**ENUNCIADO DA TAREFA**
Transcreva do texto fornecido, sem qualquer alteração, tudo o que vai desde “Se o Relator” até “78º-A da LTC.”.

2. Perante a ausência de indicação do teor da interpretação normativa cuja constitucionalidade pretendia ver apreciada, a Relatora proferiu despacho, em 07 de Julho de 2011 (fls. 107), através do qual convidou o recorrente, nos termos do artigo 75º-A, n.º 6, da LTC, a aperfeiçoar o requerimento de interposição de recurso.
No seguimento desse convite, o recorrente viria a esclarecer que pretendia que fosse apreciada a constitucionalidade de uma interpretação extraída do artigo 40º, alínea c), do CPP, segundo a qual “o impedimento apenas existe na fase rescisória, não se estendendo à fase rescidente”, por entender que aquela não respeita “a Constituição, concretamente o artigo 32º/nºs. 1, 4 e 5, na medida em que se entende que diminui garantias de defesa de um arguido” (fls. 111).
Cumpre apreciar e decidir.
II – FUNDAMENTAÇÃO
3. Mesmo tendo o recurso sido admitido por despacho do tribunal “a quo” (cfr. fls. 95) com fundamento no n.º 1 do artigo 76º da LTC, essa decisão não vincula o Tribunal Constitucional, conforme resulta do n.º 3 do mesmo preceito legal, pelo que se deve começar por apreciar se estão preenchidos todos os pressupostos de admissibilidade do recurso previstos nos artigos 75º-A e 76º, nº 2, da LTC.
Se o Relator verificar que algum, ou alguns deles, não foram preenchidos, pode proferir decisão sumária de não conhecimento, conforme resulta do n.º 1 do artigo 78º-A da LTC.
4. Na medida em que o Tribunal Constitucional apenas funciona como tribunal de recurso, não lhe é permitido conhecer da inconstitucionalidade de normas (ou interpretações normativas) que não tenham sido efectivamente aplicadas pelos tribunais recorridos (cfr. artigo 79º-C da LTC).
Cabe, portanto, aos recorrentes delinear o objecto do recurso de modo que a interpretação normativa cuja constitucionalidade pretendem ver apreciada corresponda, integral e fidedignamente, à que foi efectivamente aplicada pela decisão alvo de recurso. Sucede, porém, que, nos presentes autos, a interpretação normativa que o recorrente fixou como objecto do recurso não corresponde, precisamente, à adoptada pela decisão recorrida.

**EXCERTOS DE DADOS**
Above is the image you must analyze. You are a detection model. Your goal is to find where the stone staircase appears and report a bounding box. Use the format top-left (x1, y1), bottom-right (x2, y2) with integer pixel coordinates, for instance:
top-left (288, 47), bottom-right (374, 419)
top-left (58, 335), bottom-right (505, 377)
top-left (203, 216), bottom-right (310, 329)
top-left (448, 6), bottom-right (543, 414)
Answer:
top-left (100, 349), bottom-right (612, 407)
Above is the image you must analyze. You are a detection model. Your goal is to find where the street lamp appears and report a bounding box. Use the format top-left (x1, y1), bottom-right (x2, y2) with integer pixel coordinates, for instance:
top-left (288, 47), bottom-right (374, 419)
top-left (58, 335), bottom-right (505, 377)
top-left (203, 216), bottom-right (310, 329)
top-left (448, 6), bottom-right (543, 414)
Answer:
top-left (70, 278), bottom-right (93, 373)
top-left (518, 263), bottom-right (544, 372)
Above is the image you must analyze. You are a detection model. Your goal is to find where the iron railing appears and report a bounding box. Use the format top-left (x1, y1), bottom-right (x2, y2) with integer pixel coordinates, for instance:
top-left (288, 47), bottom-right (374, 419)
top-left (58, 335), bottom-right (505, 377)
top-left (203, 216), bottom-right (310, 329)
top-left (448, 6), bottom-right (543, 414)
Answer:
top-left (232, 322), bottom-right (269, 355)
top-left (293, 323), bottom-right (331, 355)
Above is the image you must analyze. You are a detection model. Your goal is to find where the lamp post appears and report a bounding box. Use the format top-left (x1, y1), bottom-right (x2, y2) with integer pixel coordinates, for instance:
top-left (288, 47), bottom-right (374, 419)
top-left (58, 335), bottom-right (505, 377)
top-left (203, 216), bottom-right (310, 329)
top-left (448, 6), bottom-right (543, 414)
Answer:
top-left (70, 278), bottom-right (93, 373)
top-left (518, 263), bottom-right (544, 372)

**RESPOSTA CORRETA**
Se o Relator verificar que algum, ou alguns deles, não foram preenchidos, pode proferir decisão sumária de não conhecimento, conforme resulta do n.º 1 do artigo 78º-A da LTC.